J’ai eu la chance de me plonger dans trois ouvrages, dont deux essais, récemment publiés chez Mémoire d’encrier. Des lectures qui m’ont touchée, poussée à me questionner souvent et surtout inspirée à poursuivre mon éducation sur des sujets importants : la réconciliation avec les Premières Nations, le racisme, le colonialisme et surtout, le vivre-ensemble.
Uiesh, Quelque part
Le premier livre est ce superbe recueil de poèmes de Joséphine Bacon, lauréat 2019 du Prix des libraires du Québec. Je connaissais déjà cette autrice, mais après avoir visionné le documentaire Je m’appelle humain, j’ai vraiment eu envie de me replonger dans un de ses ouvrages (les autres s’en viennent). Joséphine Bacon a l’art de nous parler, de nous toucher par ses mots simples, mais si importants pour qu’on puisse comprendre l’étendue des dommages fait par le colonialisme aux Premières Nations. Avec un savant mélange d’éléments culturels, reliés à la nature, à l’histoire, elle nous transmet une partie de son histoire, de leur histoire d’un côté en français et de l’autre en innu-aimun. On a beau ne pas comprendre cette langue, elle parvient à nous émouvoir.

Extraits de données>

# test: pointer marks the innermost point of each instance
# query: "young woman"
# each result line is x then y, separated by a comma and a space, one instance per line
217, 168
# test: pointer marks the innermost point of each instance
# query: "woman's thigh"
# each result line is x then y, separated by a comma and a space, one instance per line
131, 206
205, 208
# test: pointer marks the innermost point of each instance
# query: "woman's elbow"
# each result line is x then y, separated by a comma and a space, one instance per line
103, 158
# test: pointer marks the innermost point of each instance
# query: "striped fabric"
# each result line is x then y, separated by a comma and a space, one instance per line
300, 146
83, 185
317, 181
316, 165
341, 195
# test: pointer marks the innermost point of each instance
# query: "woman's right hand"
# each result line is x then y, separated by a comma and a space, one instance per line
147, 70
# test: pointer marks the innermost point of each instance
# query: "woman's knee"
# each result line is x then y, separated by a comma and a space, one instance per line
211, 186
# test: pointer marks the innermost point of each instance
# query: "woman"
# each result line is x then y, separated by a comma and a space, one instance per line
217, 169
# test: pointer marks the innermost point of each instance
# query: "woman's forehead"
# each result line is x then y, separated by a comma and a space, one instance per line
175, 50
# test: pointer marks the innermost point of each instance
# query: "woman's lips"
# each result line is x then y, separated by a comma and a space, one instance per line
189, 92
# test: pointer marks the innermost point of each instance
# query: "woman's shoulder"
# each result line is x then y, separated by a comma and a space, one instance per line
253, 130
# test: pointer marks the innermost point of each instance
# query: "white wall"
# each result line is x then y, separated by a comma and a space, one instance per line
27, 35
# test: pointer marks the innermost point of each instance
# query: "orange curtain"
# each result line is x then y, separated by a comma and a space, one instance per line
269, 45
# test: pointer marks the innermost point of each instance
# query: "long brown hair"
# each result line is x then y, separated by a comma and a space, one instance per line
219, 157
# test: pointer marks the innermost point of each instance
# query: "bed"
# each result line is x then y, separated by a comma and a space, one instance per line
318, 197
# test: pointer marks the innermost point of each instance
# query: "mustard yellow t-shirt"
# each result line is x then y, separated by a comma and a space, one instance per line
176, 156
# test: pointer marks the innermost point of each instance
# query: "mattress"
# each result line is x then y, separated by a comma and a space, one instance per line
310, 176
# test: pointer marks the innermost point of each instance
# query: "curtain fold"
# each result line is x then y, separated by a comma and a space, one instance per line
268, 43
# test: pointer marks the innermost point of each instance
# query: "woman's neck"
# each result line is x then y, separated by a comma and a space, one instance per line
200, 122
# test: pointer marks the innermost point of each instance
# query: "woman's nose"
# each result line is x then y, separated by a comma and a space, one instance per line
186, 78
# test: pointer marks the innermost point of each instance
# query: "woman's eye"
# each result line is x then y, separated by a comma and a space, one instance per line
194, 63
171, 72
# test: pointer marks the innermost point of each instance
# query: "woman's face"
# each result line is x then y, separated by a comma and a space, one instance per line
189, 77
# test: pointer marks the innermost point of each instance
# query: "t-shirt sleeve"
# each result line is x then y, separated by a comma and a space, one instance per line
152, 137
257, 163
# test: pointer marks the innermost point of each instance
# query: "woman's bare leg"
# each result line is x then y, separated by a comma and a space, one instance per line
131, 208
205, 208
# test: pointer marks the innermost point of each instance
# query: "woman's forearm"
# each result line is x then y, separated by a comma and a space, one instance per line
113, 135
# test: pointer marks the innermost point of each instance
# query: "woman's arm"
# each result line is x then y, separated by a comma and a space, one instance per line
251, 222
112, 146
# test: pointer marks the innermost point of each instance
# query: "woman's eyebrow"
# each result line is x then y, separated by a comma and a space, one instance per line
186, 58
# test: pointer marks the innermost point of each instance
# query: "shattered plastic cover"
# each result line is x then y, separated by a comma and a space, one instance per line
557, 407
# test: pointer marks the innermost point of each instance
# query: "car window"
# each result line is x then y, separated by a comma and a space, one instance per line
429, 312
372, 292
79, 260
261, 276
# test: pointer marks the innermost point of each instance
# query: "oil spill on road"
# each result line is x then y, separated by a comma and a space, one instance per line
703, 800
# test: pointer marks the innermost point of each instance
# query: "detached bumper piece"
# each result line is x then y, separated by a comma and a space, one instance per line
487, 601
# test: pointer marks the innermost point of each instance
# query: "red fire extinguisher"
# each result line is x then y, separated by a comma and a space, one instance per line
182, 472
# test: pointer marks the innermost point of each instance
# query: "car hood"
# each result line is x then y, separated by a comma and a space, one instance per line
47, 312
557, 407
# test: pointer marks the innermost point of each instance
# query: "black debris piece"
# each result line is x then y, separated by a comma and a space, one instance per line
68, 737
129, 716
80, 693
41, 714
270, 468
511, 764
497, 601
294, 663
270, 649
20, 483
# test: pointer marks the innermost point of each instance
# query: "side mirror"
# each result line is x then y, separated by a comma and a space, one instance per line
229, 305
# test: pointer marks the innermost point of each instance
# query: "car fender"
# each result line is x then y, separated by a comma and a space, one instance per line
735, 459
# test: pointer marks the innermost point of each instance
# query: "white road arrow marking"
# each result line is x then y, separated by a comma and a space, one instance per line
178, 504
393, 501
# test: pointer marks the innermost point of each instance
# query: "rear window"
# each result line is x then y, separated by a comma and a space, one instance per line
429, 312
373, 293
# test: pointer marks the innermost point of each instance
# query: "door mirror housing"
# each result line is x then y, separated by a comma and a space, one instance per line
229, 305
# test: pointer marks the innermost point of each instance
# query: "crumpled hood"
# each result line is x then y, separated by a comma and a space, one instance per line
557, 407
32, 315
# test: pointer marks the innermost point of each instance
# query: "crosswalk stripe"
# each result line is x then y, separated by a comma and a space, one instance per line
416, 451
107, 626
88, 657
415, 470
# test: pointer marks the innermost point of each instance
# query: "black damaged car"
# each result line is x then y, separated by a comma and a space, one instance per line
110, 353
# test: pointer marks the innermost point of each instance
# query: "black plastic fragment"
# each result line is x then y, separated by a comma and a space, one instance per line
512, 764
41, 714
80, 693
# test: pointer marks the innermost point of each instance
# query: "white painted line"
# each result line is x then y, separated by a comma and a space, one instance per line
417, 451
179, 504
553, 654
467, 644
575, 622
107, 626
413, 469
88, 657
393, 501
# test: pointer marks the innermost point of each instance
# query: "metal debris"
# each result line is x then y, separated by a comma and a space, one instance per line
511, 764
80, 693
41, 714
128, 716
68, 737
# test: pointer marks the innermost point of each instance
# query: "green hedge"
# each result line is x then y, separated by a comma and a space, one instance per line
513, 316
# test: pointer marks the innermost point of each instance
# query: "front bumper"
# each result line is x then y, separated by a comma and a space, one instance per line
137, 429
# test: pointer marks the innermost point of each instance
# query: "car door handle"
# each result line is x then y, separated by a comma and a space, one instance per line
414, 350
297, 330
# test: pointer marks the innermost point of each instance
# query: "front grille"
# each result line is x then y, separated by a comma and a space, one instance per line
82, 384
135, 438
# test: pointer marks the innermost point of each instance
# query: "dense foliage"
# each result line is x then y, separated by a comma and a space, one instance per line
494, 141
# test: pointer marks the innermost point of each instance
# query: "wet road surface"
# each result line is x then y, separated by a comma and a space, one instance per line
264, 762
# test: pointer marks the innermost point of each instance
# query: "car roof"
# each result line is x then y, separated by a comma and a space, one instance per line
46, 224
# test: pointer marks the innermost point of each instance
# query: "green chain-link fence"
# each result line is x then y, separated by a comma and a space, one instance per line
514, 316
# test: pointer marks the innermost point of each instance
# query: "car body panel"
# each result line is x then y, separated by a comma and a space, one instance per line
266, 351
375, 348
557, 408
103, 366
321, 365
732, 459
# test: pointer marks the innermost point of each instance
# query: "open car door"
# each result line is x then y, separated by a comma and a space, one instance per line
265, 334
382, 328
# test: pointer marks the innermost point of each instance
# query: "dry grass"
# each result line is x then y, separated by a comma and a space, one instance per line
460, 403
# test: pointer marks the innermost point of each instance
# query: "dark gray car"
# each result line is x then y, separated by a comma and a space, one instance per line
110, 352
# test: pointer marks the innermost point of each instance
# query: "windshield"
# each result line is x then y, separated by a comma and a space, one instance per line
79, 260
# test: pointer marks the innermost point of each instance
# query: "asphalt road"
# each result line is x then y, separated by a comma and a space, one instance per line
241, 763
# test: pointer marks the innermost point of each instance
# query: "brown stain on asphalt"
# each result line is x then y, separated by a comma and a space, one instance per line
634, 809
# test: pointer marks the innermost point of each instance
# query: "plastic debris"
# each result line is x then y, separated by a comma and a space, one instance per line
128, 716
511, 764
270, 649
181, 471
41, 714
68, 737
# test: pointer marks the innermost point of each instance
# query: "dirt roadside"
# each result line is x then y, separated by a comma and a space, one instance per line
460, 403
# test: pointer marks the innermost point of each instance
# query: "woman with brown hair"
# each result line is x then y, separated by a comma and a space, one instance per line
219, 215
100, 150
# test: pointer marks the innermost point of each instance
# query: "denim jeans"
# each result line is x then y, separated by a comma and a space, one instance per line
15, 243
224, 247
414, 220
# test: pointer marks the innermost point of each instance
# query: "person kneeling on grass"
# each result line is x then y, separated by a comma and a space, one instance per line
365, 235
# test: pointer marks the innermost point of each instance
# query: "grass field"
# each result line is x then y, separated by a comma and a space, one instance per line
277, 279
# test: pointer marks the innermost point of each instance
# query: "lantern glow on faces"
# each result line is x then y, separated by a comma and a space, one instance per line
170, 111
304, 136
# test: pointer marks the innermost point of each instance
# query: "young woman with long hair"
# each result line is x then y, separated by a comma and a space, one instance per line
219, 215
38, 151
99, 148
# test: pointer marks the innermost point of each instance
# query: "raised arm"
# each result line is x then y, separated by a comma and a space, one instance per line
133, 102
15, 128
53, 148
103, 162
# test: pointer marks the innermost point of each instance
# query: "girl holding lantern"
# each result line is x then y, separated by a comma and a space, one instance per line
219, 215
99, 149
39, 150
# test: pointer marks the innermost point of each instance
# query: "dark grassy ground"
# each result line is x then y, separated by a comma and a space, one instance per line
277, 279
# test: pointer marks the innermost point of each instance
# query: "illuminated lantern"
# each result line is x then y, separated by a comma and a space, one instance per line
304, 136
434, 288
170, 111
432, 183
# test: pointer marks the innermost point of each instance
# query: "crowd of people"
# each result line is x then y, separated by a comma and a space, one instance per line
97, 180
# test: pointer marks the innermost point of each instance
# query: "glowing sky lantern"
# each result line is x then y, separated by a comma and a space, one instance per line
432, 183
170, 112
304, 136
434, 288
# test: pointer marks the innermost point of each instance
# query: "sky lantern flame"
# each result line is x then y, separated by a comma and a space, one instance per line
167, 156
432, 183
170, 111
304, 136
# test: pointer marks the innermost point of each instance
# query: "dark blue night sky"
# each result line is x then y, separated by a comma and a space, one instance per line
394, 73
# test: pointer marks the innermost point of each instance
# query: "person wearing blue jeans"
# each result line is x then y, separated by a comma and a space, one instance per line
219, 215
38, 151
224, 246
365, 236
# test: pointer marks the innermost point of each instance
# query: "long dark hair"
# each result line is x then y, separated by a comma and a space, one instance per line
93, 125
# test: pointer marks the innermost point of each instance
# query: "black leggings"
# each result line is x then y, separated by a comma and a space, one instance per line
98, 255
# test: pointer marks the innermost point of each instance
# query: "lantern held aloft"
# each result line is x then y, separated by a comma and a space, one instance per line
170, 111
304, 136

Consigne> Reproduisez fidèlement le passage du texte sur les lectures récentes qui s'ouvre sur les mots contenant « Uiesh, Quelque part » et se clôt sur « à nous émouvoir. ».

Réponse>
Uiesh, Quelque part
Le premier livre est ce superbe recueil de poèmes de Joséphine Bacon, lauréat 2019 du Prix des libraires du Québec. Je connaissais déjà cette autrice, mais après avoir visionné le documentaire Je m’appelle humain, j’ai vraiment eu envie de me replonger dans un de ses ouvrages (les autres s’en viennent). Joséphine Bacon a l’art de nous parler, de nous toucher par ses mots simples, mais si importants pour qu’on puisse comprendre l’étendue des dommages fait par le colonialisme aux Premières Nations. Avec un savant mélange d’éléments culturels, reliés à la nature, à l’histoire, elle nous transmet une partie de son histoire, de leur histoire d’un côté en français et de l’autre en innu-aimun. On a beau ne pas comprendre cette langue, elle parvient à nous émouvoir.